▶ **SOURCE DATA**:
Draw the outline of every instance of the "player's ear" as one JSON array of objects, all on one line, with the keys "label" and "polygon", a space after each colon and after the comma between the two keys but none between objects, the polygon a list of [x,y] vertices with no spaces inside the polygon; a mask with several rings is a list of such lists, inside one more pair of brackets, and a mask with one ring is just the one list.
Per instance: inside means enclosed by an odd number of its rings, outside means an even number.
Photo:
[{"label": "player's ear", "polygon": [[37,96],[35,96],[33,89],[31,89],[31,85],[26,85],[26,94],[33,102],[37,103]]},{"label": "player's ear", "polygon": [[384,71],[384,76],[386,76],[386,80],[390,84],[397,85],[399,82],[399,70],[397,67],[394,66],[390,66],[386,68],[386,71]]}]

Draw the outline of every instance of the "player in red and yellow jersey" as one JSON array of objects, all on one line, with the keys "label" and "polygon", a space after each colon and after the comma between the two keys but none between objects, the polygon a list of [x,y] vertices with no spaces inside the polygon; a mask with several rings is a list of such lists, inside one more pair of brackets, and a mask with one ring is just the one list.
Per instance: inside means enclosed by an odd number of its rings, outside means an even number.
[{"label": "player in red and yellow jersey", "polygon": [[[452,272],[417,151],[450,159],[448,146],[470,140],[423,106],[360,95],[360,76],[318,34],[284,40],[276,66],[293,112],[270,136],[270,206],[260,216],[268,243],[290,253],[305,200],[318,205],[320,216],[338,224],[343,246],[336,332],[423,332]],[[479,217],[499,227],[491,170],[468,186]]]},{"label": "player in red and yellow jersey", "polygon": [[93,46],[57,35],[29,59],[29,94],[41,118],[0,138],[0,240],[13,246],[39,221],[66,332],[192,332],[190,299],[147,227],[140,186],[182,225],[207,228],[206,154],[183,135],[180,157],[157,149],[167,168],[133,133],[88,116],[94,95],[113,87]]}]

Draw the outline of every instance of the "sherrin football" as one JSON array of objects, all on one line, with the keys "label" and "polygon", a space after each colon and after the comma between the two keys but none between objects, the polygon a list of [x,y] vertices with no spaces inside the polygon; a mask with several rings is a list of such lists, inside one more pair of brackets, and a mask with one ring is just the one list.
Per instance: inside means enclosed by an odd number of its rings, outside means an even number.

▶ **EXERCISE BRIEF**:
Above are the records; copy all of them exactly.

▶ **OUTPUT FOR THIS TASK**:
Draw the outline of every instance of the "player's ear" as one JSON array of objects, all on one line, with the keys "label" and "polygon", a space after each colon and after the comma between the two keys but none between objects, the polygon a list of [x,y] vertices with no spaces inside the polygon; a mask with several rings is a list of such lists, inside one more pair of brackets, and a mask with one ring is just the one list.
Per instance: inside means enclosed by an odd number of its rings, outside means an even number.
Photo:
[{"label": "player's ear", "polygon": [[37,96],[35,96],[33,89],[31,89],[31,85],[26,85],[26,94],[33,102],[37,103]]},{"label": "player's ear", "polygon": [[384,71],[384,76],[386,76],[386,80],[390,84],[397,85],[399,82],[399,70],[397,67],[394,66],[390,66],[386,68],[386,71]]}]

Draw the outline of every instance of the "player in red and yellow jersey" as one JSON array of objects, all on one line, with the keys "label" and "polygon", a space after each colon and after the comma between the two keys but none between objects, the polygon a list of [x,y] vertices with no spaces inside the polygon; a mask with several rings is a list of such lists, inside one more pair of brackets, and a mask with one ring is just the one list.
Per instance: inside means enclosed by an odd number of its rings, outside means an even number.
[{"label": "player in red and yellow jersey", "polygon": [[[452,272],[417,151],[450,159],[448,146],[470,140],[423,106],[360,95],[360,76],[318,34],[284,40],[276,66],[293,112],[270,136],[270,206],[260,216],[268,243],[290,253],[305,200],[318,205],[320,216],[338,224],[343,246],[336,332],[423,332]],[[479,217],[499,227],[491,170],[468,186]]]},{"label": "player in red and yellow jersey", "polygon": [[93,46],[57,35],[29,59],[29,94],[41,118],[0,138],[0,240],[13,246],[39,221],[66,332],[192,332],[190,299],[147,227],[140,186],[182,225],[207,228],[206,154],[183,135],[180,157],[157,149],[167,168],[133,133],[88,116],[94,95],[113,87]]}]

Draw the outline of every instance of the "sherrin football" as one JSON array of objects, all on one line, with the keys "label" and "polygon", a space after each colon and after the comma between the two keys but none between objects, the polygon a list of [x,y] vertices with no spaces inside the polygon; a mask with several rings is a list of such lists, inside one more pair of brackets, and a mask with one ring is just the one list.
Per instance: inside means enclosed by an odd number of its rings, outside means an even number.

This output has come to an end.